* _REQUIREMENT_
Copy out the lines below word for word, from the one containing "Can you find the bare" down to the last line of the records.

(Records)
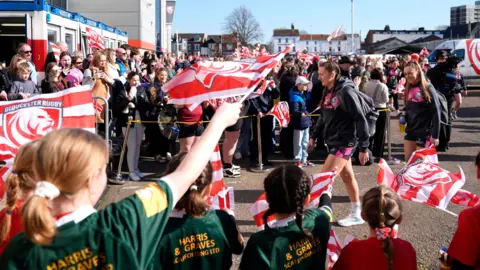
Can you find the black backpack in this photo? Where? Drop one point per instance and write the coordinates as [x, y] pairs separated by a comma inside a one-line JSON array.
[[368, 109]]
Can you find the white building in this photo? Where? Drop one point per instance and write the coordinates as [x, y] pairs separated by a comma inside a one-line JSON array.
[[465, 14], [318, 44], [314, 43], [408, 36], [142, 19], [284, 37]]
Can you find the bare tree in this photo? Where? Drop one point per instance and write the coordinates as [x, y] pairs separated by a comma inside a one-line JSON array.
[[242, 22]]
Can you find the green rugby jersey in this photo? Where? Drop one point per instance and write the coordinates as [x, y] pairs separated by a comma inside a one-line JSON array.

* _COMPLETED TASK_
Can you find the bare tree in this photo? Where? Drop one point per instance and write the coordinates as [x, y] pairs separated by a comma inside a one-line JSON array.
[[242, 22]]
Can you find the green rugby jersey in this photo? Where? Drop one point per instance and write the coordinates as [x, y] pairs separated by a comma inside a one-line JSON array.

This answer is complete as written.